## Begin TEXT EXCERPT

Zdeněk Svěrák (born 28 March 1936) is a Czech actor, humorist, playwright and scriptwriter, and one of the most well-known and popular Czech cultural personalities. Since 1968 he has appeared in 32 films.

Career
In 1958, he graduated in Czech language and literature from the Faculty of Education of Charles University in Prague. His work consists of more than 300 musical texts and plays, and he has appeared in 32 feature films. Among his film scripts are the Academy Award-winning Kolya and The Elementary School, both directed by his son Jan Svěrák as well as My Sweet Little Village. With his close friend Ladislav Smoljak and their radio colleague Jiří Šebánek, he created the fictional polymath Jára Cimrman for the radio programme Vinárna U pavouka in 1966. Cimrman was voted The Greatest Czech in 2005, but barred from winning because of being a fictional character. Zdeněk Svěrák also founded a charity organization, Paraple, which focuses on helping paralyzed individuals.

Svěrák has won three Magnesia Litera awards for his writing. In 2004 he won the Readers' Choice award for his book Jaké je to asi v čudu. He went on to win the same award in 2012 for the book Nové povídky. His third Readers' Choice award came in 2014 for Po strništi bos. In 1989, he was a member of the jury at the 39th Berlin International Film Festival.

## End TEXT EXCERPT
## Begin DATA SECTION

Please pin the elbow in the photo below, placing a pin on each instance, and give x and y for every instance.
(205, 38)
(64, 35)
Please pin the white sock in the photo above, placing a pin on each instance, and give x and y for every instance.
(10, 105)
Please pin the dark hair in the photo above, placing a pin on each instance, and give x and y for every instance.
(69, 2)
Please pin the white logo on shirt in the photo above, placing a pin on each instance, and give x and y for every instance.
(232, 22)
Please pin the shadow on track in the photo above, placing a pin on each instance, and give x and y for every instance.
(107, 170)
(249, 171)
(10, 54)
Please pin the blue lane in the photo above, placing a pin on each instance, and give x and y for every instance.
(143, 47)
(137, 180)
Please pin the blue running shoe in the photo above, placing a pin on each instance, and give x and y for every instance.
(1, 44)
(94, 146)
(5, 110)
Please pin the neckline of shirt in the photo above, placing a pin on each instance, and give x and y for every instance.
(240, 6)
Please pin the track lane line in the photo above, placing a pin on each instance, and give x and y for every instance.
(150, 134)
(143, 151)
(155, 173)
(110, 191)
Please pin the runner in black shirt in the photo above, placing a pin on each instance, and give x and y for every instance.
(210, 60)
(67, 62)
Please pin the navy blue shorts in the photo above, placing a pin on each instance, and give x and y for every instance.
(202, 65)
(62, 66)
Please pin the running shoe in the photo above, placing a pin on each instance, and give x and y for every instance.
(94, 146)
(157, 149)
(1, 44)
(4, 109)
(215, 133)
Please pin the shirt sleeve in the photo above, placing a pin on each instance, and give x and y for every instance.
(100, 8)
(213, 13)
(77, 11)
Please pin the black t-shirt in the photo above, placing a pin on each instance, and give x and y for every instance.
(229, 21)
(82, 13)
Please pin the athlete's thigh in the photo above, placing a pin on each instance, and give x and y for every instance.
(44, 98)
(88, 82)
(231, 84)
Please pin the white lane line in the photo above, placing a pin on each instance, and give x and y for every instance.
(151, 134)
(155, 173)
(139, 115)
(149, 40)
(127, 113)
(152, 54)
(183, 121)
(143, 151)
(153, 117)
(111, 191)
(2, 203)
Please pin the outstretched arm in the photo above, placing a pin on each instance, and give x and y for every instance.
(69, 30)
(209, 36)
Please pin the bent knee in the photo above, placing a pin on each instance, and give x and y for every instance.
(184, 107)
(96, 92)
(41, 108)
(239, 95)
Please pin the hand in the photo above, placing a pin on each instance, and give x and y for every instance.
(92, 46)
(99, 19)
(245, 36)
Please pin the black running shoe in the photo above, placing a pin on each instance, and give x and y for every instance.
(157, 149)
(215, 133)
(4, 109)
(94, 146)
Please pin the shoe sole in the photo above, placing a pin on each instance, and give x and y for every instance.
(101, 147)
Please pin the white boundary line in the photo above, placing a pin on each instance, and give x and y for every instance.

## End DATA SECTION

- **TASKS TO COMPLETE**
a. Repeat the passage of the text about Zdeněk Svěrák from "Zdeněk Svěrák (born" to "in 32 films.", word for word.
b. Please state whether each statement agrees with the text about Zdeněk Svěrák, answering yes or no and quoting the words that decide it: (i) Svěrák graduated from Charles University in 1958. (ii) Jára Cimrman won the title of The Greatest Czech in 2005. (iii) Svěrák has won four Magnesia Litera awards.
The records aren't needed for this work.

- **RESULTS OF THE TASKS**
a.
Zdeněk Svěrák (born 28 March 1936) is a Czech actor, humorist, playwright and scriptwriter, and one of the most well-known and popular Czech cultural personalities. Since 1968 he has appeared in 32 films.

b.
(i) Yes: "In 1958, he graduated in Czech language and literature from the Faculty of Education of Charles University in Prague."
(ii) No: "Cimrman was voted The Greatest Czech in 2005, but barred from winning because of being a fictional character."
(iii) No: "Svěrák has won three Magnesia Litera awards for his writing."